Игнац Шенфельд – приятель Окуджавы, чья биография подробно изложена в «Выписке из давно минувшего дела»: «Игнац, польский еврей, жил до войны во Львове. Юный комсомолец, а затем коммунист. Конечно, подпольщик. Высокий, широкоплечий, сильный, как биндюжник, с детской улыбкой на крупном лице и мировой скорбью в иудейских глазах. А тут началась война, и Польша запылала, и все кончилось. Многие польские коммунисты после молниеносного падения своей страны получили приют в Советском государстве. Игнац был в их числе. Его направили в Среднюю Азию вести политическую работу среди польских беженцев. Уж какое тут было горение, какие страсти, какой труд без сна и отдыха – не передать. Правда, непосредственное знакомство с советской жизнью вызвало в молодом энтузиасте некоторое недоумение, но он отметал прискорбные черты и не расставался со своей пронзительной верой. Однако вскоре разразилась большая война. Беда была общей, общими были и надежды.

● ● ● ● ● ● ●

> _Задание A_: Можете слово в слово повторить ту часть записей, которая начинается строкой, содержащей «Quick check: Given the image above, locate every cultivated», и заканчивается строкой, содержащей «57, 147, 240, 179»?
> _Задание B_: Можете продолжить отрывок об Игнаце Шенфельде с того места, на котором он заканчивается?
Отрывок и записи никак не связаны между собой.

Сохранённые записи набора данных:

● ● ● ● ● ● ●

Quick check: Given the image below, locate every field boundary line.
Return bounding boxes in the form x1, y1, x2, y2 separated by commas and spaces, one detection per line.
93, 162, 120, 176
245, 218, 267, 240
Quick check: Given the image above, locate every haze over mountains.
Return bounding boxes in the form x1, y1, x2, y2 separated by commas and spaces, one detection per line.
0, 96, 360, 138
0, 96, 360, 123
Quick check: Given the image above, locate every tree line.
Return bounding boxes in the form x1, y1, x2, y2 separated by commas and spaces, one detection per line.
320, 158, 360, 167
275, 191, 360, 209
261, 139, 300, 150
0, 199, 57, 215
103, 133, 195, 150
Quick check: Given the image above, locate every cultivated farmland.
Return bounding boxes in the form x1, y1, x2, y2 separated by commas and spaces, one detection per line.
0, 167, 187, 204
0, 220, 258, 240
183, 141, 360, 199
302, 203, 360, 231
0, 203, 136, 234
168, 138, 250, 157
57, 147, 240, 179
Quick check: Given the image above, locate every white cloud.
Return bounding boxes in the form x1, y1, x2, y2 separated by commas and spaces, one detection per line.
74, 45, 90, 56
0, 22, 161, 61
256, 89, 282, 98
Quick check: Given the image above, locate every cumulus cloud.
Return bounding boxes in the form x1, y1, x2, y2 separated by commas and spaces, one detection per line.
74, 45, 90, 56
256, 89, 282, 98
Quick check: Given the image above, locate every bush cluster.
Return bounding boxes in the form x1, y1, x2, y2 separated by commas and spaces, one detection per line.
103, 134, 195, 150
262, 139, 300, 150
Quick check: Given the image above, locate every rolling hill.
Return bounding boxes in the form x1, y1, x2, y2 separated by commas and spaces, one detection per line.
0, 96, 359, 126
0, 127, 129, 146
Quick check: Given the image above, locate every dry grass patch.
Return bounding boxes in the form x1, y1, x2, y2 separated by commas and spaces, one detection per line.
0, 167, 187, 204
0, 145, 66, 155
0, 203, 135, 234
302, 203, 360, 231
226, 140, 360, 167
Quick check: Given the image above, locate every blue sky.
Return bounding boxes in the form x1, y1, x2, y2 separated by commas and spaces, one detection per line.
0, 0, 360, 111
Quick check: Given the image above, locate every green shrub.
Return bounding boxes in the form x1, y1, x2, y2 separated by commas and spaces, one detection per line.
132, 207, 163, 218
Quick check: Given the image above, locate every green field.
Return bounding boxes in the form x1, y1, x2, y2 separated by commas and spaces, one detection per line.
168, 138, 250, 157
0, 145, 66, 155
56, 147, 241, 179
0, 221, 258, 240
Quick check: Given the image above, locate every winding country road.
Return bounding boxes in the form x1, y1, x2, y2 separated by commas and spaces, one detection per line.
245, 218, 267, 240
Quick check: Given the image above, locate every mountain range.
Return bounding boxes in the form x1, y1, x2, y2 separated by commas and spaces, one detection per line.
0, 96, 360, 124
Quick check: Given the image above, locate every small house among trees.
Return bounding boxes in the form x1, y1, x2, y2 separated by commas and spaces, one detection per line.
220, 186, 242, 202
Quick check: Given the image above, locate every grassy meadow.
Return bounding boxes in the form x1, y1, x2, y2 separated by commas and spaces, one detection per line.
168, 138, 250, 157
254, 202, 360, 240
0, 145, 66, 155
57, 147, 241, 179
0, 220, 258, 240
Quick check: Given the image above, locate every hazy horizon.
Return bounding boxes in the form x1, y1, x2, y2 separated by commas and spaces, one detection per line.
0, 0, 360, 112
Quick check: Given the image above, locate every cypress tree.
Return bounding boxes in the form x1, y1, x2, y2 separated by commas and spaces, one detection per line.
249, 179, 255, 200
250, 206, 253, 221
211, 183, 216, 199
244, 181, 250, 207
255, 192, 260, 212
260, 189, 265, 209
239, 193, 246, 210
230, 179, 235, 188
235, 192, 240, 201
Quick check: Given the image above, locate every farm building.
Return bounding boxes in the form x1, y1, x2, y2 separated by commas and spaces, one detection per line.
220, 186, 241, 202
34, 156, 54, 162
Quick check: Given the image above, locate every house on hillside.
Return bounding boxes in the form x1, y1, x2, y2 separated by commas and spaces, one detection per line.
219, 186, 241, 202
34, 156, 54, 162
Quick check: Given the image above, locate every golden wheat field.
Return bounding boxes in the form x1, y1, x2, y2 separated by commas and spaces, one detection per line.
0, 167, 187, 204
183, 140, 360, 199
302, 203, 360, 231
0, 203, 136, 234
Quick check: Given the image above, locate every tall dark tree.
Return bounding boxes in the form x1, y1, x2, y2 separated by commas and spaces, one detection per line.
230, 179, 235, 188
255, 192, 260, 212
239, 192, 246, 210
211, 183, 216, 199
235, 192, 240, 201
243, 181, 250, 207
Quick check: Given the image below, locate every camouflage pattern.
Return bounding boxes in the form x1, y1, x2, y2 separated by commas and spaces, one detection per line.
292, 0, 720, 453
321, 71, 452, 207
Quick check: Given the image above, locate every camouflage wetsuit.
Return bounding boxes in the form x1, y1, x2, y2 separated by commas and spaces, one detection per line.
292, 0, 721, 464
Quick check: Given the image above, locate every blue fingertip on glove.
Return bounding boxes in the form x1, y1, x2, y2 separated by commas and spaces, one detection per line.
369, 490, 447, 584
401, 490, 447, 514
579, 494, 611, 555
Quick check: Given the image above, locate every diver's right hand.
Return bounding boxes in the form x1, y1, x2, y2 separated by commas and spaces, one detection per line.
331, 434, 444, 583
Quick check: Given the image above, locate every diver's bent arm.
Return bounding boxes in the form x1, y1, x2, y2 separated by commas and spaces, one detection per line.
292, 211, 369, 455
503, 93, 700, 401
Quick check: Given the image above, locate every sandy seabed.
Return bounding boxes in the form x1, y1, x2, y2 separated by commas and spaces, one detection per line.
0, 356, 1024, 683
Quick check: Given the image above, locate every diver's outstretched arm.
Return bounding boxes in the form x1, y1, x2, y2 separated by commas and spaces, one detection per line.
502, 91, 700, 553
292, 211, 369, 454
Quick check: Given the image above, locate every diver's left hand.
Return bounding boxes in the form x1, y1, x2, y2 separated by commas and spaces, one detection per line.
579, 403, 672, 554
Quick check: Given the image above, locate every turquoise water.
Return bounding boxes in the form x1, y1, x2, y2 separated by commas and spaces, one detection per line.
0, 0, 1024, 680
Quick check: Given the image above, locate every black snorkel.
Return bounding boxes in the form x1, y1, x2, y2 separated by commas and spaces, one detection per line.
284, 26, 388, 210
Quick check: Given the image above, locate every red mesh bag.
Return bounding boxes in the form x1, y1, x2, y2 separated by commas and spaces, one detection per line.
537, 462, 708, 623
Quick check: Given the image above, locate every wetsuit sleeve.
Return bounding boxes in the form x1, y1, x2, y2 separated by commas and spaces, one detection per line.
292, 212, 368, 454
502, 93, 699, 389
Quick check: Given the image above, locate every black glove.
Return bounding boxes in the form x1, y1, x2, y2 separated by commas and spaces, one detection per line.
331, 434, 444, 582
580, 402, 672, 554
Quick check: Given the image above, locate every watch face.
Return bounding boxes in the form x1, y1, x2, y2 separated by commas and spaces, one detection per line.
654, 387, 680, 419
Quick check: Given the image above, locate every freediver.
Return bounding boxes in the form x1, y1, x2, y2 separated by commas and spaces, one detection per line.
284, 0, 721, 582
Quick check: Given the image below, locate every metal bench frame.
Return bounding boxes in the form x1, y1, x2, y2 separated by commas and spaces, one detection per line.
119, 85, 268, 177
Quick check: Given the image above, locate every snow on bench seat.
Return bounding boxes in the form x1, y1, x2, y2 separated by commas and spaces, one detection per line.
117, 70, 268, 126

● ● ● ● ● ● ●

> _Ответ A_:
Quick check: Given the image above, locate every cultivated farmland.
Return bounding boxes in the form x1, y1, x2, y2 separated by commas and spaces, one detection per line.
0, 167, 187, 204
0, 220, 258, 240
183, 141, 360, 199
302, 203, 360, 231
0, 203, 136, 234
168, 138, 250, 157
57, 147, 240, 179

> _Ответ B_:
Ему поручили теперь трудиться по созданию польских вооруженных сил. Тут уж он заработал с еще большим безумием, как вдруг в одну из прекрасных ночей за ним пришли, перерыли его жалкий скарб и увезли его в местную тюрьму. Он еще продолжал по инерции выкрикивать всяческие привычные лозунги и клятвы, но его обвинили в шпионаже, дали ему пару раз под бока и отправили в Магадан. Не буду описывать его дорогу, его состояние, близкое к помешательству, его каторжные годы. Все было по самой высшей категории, но оказались рядом такие же несчастные умные люди, которые кое-что смогли ему разъяснить. О, как трагично было терять веру! Как долго сопротивлялась его пылкая душа! Но обстоятельства были неумолимы, а он оказался понятливым учеником, и от былого фанатизма постепенно остались рожки да ножки и горькое ощущение напрасно потраченных лет».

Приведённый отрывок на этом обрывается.